## [YOUR INSTRUCTIONS]
Pick up the strawberry oatmeal bake recipe below after its last preparation step and write the remaining steps through to serving.

## [TEXT UNDER STUDY]

YOUR SOLIN GENERATED RECIPE
Strawberry Oatmeal Bake with Pecan Crumble
Rolled oats baked with juicy strawberries and a protein-rich Greek yogurt base, topped with a crunchy toasted pecan crumble.
INGREDIENTS
0.5 cup Rolled oats
1 cup Nonfat Greek yogurt
0.25 cup Liquid egg whites
1 tbsp Collagen peptides
1 cup Fresh strawberries
1 tbsp Chopped pecans
1 tsp Maple syrup
0.5 tsp Vanilla extract
0.25 tsp Ground cinnamon
0.25 tsp Baking powder
0.13 tsp Sea salt
PREPARATION
Preheat your oven to 350°F and lightly grease a small oven-safe baking dish with a touch of coconut oil or avocado oil.
In a medium mixing bowl, whisk together the nonfat Greek yogurt, liquid egg whites, collagen peptides, maple syrup, and vanilla extract until smooth.

## [INFORMATION GIVEN]
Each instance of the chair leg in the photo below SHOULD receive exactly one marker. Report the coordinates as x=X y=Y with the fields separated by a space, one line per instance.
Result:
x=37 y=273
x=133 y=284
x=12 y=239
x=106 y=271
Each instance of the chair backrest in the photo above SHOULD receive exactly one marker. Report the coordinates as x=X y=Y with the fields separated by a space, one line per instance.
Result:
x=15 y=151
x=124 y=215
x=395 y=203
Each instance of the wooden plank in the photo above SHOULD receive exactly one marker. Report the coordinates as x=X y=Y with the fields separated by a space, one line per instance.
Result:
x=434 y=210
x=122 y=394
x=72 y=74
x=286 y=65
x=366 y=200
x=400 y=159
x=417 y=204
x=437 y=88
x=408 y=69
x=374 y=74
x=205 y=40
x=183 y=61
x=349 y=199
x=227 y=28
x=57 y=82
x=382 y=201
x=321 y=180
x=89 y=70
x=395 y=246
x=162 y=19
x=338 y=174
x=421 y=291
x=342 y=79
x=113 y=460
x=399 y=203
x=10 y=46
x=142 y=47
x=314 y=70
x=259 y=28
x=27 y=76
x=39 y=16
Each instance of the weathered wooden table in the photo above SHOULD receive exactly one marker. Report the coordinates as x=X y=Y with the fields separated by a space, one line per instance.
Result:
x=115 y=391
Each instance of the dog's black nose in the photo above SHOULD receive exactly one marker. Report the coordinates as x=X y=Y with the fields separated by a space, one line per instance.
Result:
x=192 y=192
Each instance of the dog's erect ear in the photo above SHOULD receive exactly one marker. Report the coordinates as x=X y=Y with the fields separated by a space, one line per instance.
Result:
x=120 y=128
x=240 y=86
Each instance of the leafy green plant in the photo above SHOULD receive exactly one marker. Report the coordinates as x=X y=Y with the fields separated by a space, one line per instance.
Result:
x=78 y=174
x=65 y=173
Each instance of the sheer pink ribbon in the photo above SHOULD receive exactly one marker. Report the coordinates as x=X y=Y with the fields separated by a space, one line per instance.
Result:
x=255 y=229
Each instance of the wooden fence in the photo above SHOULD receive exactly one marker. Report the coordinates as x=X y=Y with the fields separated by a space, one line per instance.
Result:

## [OUTPUT BELOW]
Add the rolled oats, ground cinnamon, baking powder, and sea salt to the bowl, stirring until the dry ingredients are fully incorporated into the yogurt mixture.
Slice the fresh strawberries and gently fold half of them into the oatmeal batter.
Pour the mixture into the prepared baking dish and spread it into an even layer.
Top the batter with the remaining sliced strawberries and sprinkle the chopped pecans evenly over the surface.
Bake for 25 to 30 minutes until the center is firm to the touch and the pecans have become golden and fragrant.
Allow the bake to cool for 5 minutes before serving to let the texture set.